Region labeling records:
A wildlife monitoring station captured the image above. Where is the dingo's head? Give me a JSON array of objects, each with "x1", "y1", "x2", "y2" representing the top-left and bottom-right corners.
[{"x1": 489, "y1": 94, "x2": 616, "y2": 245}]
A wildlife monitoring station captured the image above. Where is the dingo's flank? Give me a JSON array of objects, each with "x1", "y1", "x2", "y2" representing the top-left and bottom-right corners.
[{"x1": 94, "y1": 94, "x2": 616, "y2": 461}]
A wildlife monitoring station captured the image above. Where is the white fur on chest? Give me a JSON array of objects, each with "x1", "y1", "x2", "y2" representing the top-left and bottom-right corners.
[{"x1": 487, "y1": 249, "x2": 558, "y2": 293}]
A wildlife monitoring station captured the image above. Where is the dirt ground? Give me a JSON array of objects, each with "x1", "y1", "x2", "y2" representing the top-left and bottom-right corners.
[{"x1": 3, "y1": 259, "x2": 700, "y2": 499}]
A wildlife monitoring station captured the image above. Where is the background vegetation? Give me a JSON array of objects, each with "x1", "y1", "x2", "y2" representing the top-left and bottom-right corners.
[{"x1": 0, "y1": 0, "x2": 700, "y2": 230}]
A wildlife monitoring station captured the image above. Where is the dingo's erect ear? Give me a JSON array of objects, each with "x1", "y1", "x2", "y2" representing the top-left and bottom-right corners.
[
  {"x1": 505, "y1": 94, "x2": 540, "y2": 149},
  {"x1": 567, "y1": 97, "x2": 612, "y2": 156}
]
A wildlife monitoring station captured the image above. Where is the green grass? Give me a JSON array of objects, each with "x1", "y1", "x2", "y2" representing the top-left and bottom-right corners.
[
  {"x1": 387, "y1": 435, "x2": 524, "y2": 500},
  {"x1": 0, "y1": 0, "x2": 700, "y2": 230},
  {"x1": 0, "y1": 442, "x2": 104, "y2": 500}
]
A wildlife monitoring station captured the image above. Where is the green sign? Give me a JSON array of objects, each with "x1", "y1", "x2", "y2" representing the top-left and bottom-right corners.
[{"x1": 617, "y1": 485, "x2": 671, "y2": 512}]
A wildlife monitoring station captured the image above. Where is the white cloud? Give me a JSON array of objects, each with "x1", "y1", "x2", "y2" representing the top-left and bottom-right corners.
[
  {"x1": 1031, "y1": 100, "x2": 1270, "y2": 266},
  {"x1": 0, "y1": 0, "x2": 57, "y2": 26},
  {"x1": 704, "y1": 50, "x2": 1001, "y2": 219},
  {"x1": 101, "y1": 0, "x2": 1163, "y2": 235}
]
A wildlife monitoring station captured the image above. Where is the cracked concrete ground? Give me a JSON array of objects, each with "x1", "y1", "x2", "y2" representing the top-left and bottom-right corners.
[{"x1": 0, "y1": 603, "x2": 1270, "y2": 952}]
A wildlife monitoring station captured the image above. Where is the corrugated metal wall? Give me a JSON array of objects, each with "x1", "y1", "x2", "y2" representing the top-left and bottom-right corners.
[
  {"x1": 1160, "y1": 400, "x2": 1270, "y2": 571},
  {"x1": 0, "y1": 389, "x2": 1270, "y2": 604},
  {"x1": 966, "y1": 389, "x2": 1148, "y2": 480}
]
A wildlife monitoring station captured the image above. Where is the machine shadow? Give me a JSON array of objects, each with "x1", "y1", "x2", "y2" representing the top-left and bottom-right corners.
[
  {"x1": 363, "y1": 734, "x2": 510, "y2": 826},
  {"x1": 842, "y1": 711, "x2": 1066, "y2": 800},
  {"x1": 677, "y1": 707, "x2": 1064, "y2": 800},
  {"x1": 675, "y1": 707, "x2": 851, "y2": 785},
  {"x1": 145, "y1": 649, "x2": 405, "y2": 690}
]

Aim of the exercise: In the listing above, find the line containing "is the machine", then reproduce it and each line after it through the end, exactly and with nothing added.

Output of the exercise:
A wildlife monitoring station captured the image above. Where is the machine shadow? Give me a JSON array of objects, each with "x1", "y1", "x2", "y2" representing the top-left and bottom-right corners.
[
  {"x1": 363, "y1": 734, "x2": 510, "y2": 826},
  {"x1": 842, "y1": 711, "x2": 1066, "y2": 800},
  {"x1": 677, "y1": 707, "x2": 1064, "y2": 800},
  {"x1": 675, "y1": 707, "x2": 851, "y2": 785},
  {"x1": 145, "y1": 649, "x2": 405, "y2": 690}
]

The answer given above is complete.